### TASKS TO PERFORM
(A) According to the brand valuation text, when is Interbrand's "Best Global Brands" report due out?
(B) Retype the brand valuation text from "We’re about at" to "about these methodologies.".

### TEXT EXTRACT
****

9.072010

the problem with brand value and brand valuation

We’re about at the midpoint between the release of Forbes’ “The World’s Most Valuable Brands” report back in last July and Interbrand’s “Best Global Brands” report which is due out on September 15th (it usually gets picked up by Businessweek.)  You know those studies which report, for example, that Coca-Cola is the world’s top brand, or that Google’s brand value at $39.7BB is still way off from Apple’s at $57.4BB.  So I thought now would be a good time to raise a concern I have about these methodologies.

brand-value-valuation

But before you peg me as “one of those people” who make sport out of bashing these analyses, let me assure you that I see tremendous value in brand valuation (see related posts below).

****

### Boundary annotation records
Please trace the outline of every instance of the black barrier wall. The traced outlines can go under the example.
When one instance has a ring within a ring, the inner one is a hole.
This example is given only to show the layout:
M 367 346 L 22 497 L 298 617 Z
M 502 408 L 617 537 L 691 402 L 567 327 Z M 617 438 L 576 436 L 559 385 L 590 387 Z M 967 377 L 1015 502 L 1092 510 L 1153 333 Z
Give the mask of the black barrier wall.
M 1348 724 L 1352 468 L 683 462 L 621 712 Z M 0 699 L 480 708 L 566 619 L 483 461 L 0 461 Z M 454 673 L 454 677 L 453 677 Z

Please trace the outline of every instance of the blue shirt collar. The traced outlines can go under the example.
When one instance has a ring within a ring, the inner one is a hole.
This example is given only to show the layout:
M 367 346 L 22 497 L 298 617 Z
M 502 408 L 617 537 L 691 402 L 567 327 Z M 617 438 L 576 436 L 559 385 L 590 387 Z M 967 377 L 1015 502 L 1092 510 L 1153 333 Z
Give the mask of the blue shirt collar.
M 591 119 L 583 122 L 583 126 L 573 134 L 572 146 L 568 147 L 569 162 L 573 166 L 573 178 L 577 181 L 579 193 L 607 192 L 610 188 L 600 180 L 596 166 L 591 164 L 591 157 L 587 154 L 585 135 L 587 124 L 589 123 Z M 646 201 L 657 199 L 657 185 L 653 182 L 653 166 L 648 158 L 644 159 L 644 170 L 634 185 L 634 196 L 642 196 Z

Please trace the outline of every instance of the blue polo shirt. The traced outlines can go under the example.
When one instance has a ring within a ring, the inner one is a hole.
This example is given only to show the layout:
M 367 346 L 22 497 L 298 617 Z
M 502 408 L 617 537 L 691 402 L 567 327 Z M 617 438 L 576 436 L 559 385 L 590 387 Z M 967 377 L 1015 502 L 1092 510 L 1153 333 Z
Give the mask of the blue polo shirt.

****

### PER-TASK OUTPUTS
(A) September 15th

(B)
We’re about at the midpoint between the release of Forbes’ “The World’s Most Valuable Brands” report back in last July and Interbrand’s “Best Global Brands” report which is due out on September 15th (it usually gets picked up by Businessweek.)  You know those studies which report, for example, that Coca-Cola is the world’s top brand, or that Google’s brand value at $39.7BB is still way off from Apple’s at $57.4BB.  So I thought now would be a good time to raise a concern I have about these methodologies.